WHAT THIS TASK INVOLVES:
Pick out every line of the items below that contains the word "high", and copy each such line.

EXTRACTED MATERIAL:

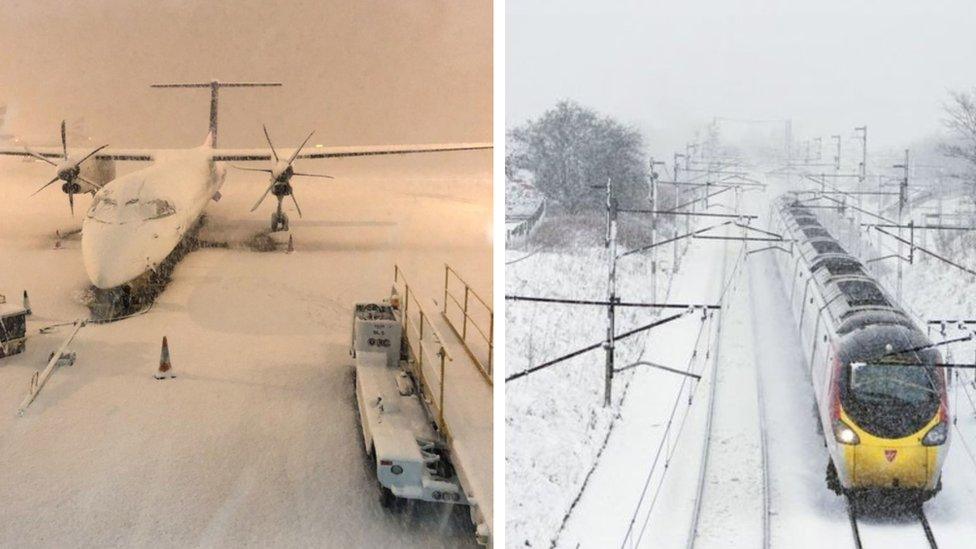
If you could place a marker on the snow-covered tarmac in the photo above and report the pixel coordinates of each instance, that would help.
(256, 441)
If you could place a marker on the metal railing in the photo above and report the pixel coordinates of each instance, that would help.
(425, 353)
(481, 350)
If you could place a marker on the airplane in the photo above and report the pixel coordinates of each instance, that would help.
(137, 220)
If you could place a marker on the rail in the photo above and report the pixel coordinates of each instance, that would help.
(482, 349)
(422, 351)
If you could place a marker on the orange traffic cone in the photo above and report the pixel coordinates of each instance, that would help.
(165, 366)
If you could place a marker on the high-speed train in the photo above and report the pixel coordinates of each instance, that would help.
(882, 404)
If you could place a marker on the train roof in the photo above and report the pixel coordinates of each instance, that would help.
(854, 298)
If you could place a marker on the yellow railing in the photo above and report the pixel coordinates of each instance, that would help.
(474, 314)
(416, 326)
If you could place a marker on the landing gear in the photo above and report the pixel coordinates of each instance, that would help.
(279, 219)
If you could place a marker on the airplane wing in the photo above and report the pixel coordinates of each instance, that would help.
(239, 155)
(105, 154)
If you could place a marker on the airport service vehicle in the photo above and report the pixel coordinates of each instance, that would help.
(881, 399)
(412, 461)
(138, 221)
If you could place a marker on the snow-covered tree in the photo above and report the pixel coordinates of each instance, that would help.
(961, 121)
(570, 149)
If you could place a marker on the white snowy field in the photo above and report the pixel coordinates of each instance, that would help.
(555, 422)
(256, 441)
(758, 350)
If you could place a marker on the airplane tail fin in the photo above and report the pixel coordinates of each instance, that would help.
(214, 86)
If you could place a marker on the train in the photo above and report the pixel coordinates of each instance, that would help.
(881, 395)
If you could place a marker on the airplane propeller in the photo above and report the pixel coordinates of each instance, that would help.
(281, 172)
(69, 170)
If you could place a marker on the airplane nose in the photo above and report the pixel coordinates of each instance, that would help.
(111, 256)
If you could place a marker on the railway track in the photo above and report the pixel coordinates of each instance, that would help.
(852, 514)
(728, 278)
(761, 408)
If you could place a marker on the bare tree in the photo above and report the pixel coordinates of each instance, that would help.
(570, 149)
(961, 121)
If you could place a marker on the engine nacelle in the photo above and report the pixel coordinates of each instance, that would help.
(97, 170)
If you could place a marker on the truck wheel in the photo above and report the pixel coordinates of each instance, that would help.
(387, 499)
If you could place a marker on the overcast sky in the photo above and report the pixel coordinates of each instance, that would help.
(671, 66)
(359, 72)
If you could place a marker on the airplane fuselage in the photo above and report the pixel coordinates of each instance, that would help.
(137, 219)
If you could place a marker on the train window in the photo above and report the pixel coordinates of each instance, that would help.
(885, 383)
(814, 232)
(841, 266)
(828, 247)
(863, 293)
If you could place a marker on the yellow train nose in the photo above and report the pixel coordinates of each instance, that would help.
(891, 466)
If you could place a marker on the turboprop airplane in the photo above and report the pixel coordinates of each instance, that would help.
(136, 221)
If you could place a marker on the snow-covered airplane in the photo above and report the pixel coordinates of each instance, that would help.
(136, 220)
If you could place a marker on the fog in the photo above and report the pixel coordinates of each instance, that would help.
(669, 67)
(357, 72)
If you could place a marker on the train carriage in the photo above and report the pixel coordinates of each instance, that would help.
(881, 401)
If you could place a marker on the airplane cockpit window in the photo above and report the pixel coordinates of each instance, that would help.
(108, 210)
(103, 208)
(158, 208)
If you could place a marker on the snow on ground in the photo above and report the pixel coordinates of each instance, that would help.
(555, 422)
(256, 442)
(759, 338)
(611, 500)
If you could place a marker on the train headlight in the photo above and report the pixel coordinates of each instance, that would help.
(936, 435)
(844, 434)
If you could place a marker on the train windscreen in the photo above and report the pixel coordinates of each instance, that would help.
(893, 384)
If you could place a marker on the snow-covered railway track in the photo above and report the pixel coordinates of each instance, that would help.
(728, 277)
(703, 468)
(862, 532)
(763, 440)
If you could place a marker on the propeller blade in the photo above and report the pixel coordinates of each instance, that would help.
(89, 155)
(39, 157)
(263, 196)
(64, 141)
(268, 137)
(295, 200)
(56, 178)
(314, 175)
(300, 147)
(265, 170)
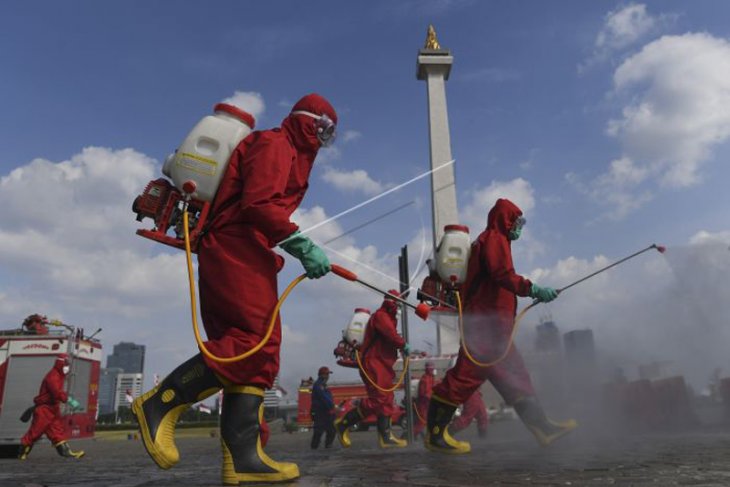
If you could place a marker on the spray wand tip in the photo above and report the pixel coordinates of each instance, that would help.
(422, 311)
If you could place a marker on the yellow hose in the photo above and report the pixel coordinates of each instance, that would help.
(194, 312)
(509, 344)
(372, 382)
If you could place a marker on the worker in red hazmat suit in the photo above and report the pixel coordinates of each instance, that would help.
(266, 179)
(378, 353)
(425, 389)
(47, 412)
(490, 293)
(472, 409)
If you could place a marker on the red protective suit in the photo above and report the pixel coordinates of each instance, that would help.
(473, 409)
(425, 388)
(490, 302)
(265, 182)
(378, 353)
(47, 414)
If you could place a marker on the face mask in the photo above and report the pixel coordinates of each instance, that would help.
(516, 230)
(326, 128)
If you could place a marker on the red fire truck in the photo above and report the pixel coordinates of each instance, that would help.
(346, 395)
(25, 359)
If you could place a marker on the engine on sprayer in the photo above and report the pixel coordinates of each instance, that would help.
(352, 337)
(447, 271)
(195, 170)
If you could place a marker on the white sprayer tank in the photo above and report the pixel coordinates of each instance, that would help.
(203, 155)
(355, 330)
(452, 255)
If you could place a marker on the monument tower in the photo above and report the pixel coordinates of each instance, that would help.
(434, 67)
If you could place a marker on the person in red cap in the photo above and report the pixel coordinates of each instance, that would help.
(425, 389)
(378, 353)
(323, 410)
(47, 412)
(490, 293)
(472, 409)
(266, 180)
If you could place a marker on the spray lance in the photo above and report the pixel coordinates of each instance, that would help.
(660, 248)
(189, 187)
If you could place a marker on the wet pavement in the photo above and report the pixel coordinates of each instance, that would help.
(508, 456)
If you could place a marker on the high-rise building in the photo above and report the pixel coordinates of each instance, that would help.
(127, 356)
(127, 384)
(108, 389)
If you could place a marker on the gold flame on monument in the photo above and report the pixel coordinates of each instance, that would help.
(431, 41)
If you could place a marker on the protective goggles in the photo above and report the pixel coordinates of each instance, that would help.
(519, 223)
(326, 128)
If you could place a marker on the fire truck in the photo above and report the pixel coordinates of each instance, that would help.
(25, 359)
(345, 395)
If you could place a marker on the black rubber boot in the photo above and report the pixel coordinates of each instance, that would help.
(385, 435)
(65, 451)
(157, 410)
(244, 460)
(543, 428)
(437, 436)
(24, 451)
(344, 424)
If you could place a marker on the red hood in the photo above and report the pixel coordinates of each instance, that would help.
(301, 128)
(502, 215)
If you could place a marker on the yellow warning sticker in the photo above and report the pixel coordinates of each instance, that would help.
(196, 163)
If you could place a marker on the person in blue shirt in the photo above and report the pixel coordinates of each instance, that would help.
(323, 410)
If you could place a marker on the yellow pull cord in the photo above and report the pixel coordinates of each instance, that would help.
(509, 344)
(372, 382)
(193, 308)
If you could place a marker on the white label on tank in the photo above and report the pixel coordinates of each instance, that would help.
(196, 163)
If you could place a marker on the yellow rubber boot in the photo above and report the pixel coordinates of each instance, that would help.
(65, 451)
(385, 435)
(343, 425)
(437, 437)
(244, 459)
(24, 451)
(157, 410)
(543, 428)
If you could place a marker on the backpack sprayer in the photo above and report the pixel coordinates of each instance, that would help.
(660, 248)
(196, 169)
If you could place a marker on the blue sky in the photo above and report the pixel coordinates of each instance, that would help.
(607, 121)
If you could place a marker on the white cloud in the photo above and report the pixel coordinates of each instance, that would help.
(249, 101)
(676, 114)
(350, 135)
(623, 28)
(349, 181)
(679, 108)
(481, 200)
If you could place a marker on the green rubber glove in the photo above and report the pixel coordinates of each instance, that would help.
(543, 294)
(315, 262)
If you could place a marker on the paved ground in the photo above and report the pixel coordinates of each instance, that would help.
(507, 457)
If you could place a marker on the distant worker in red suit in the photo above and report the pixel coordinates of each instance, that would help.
(425, 388)
(472, 409)
(378, 353)
(35, 324)
(47, 412)
(490, 293)
(265, 181)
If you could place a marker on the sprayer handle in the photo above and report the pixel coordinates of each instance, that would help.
(343, 273)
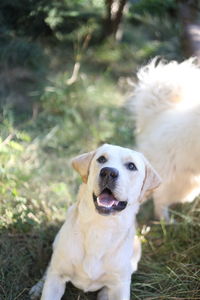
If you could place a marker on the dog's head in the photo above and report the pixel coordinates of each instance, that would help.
(115, 177)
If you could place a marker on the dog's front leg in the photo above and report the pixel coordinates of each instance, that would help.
(54, 287)
(120, 291)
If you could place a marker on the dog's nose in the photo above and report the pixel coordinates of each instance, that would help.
(109, 173)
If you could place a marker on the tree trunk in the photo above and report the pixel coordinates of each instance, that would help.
(114, 14)
(188, 14)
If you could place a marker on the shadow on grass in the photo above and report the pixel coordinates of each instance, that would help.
(24, 258)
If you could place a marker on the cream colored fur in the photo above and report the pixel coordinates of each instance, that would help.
(94, 251)
(166, 106)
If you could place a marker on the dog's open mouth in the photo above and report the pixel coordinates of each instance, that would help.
(106, 203)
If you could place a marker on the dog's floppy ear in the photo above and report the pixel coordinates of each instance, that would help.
(81, 164)
(151, 181)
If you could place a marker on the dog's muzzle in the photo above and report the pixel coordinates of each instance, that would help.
(106, 203)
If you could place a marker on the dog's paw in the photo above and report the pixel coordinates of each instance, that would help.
(36, 291)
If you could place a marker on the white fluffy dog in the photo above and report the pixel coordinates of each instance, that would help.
(97, 247)
(166, 105)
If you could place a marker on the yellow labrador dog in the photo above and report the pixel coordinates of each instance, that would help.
(97, 248)
(166, 107)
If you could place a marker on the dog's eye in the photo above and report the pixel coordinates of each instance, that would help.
(131, 166)
(102, 159)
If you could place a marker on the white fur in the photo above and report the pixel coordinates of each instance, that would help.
(95, 251)
(166, 106)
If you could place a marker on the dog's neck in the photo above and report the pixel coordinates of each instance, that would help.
(102, 236)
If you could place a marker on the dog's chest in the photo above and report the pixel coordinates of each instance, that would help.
(101, 257)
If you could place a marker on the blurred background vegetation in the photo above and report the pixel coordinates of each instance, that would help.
(66, 71)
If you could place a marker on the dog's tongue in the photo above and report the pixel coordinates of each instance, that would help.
(107, 200)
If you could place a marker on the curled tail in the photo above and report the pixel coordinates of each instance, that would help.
(164, 86)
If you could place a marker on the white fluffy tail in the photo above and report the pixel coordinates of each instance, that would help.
(163, 86)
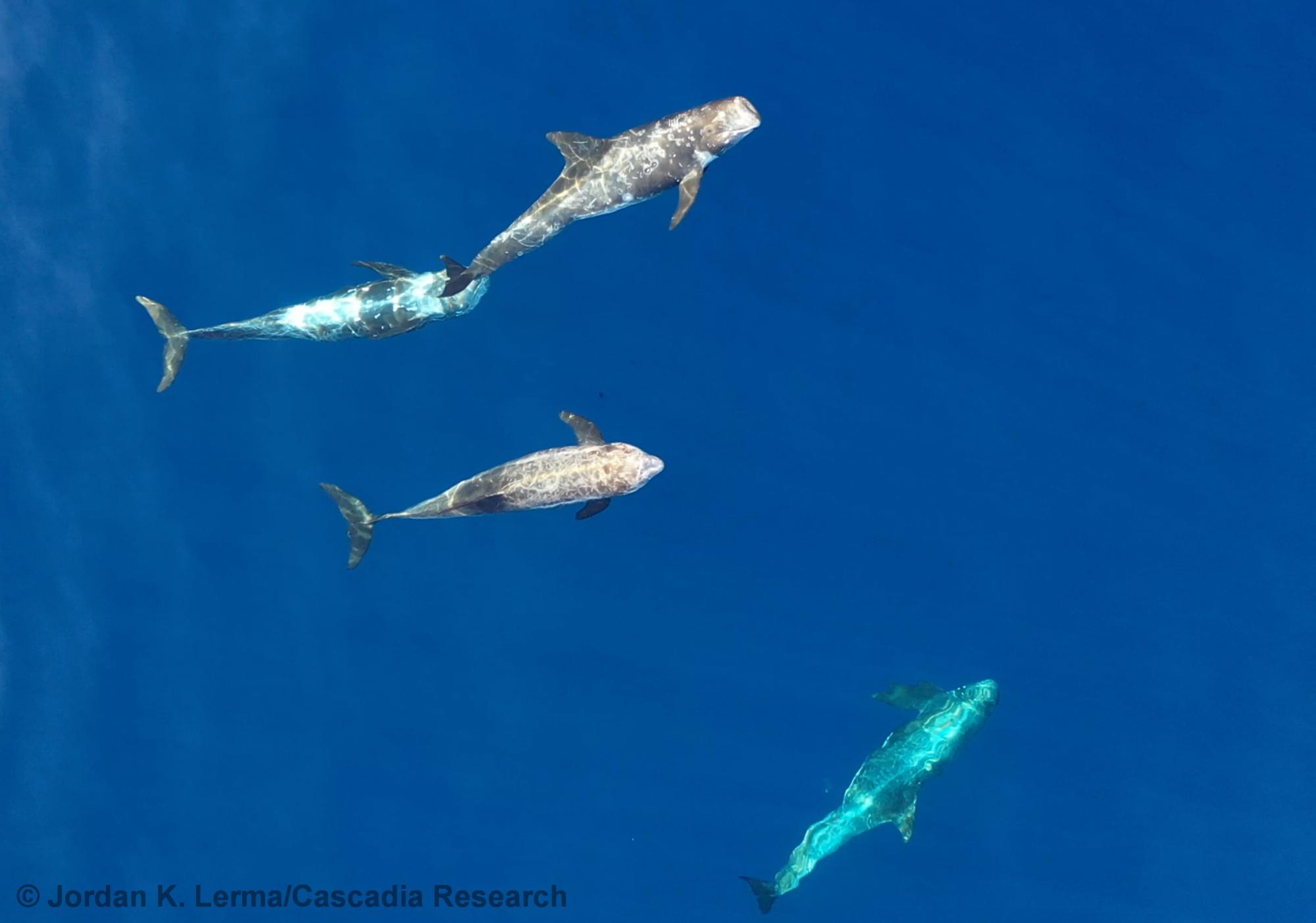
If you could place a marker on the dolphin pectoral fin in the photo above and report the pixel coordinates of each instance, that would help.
(459, 277)
(386, 271)
(586, 433)
(905, 824)
(593, 508)
(577, 147)
(689, 190)
(910, 697)
(764, 891)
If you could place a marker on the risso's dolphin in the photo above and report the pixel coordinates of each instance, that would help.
(606, 174)
(593, 472)
(886, 788)
(398, 303)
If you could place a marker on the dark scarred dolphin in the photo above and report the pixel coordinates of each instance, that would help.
(399, 303)
(606, 174)
(886, 788)
(593, 472)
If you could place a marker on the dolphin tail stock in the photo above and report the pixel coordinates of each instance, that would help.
(764, 891)
(459, 277)
(176, 339)
(361, 523)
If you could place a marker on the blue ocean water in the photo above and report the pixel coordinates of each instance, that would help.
(988, 355)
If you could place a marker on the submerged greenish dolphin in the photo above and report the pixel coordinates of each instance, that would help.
(398, 303)
(886, 788)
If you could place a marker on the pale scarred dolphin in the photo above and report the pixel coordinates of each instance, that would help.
(606, 174)
(593, 472)
(886, 788)
(398, 303)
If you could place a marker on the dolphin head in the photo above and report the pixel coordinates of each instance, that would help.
(649, 467)
(982, 695)
(638, 468)
(727, 122)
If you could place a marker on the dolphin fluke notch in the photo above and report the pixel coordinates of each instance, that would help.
(459, 277)
(764, 891)
(176, 339)
(361, 523)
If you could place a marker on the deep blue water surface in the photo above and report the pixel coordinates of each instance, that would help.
(989, 355)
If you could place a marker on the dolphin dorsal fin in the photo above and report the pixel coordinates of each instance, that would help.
(905, 824)
(388, 271)
(586, 433)
(910, 697)
(577, 147)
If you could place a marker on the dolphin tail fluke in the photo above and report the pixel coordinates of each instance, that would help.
(764, 891)
(459, 277)
(361, 523)
(176, 339)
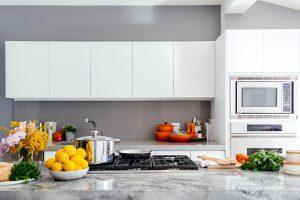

THE RESULT:
If you could place a marker on the high-speed train in the photo above and report the pixel coordinates of each instance, that would help.
If you could place a marker on the high-rise building in the photo above and report the pixel coordinates of each instance, that would help.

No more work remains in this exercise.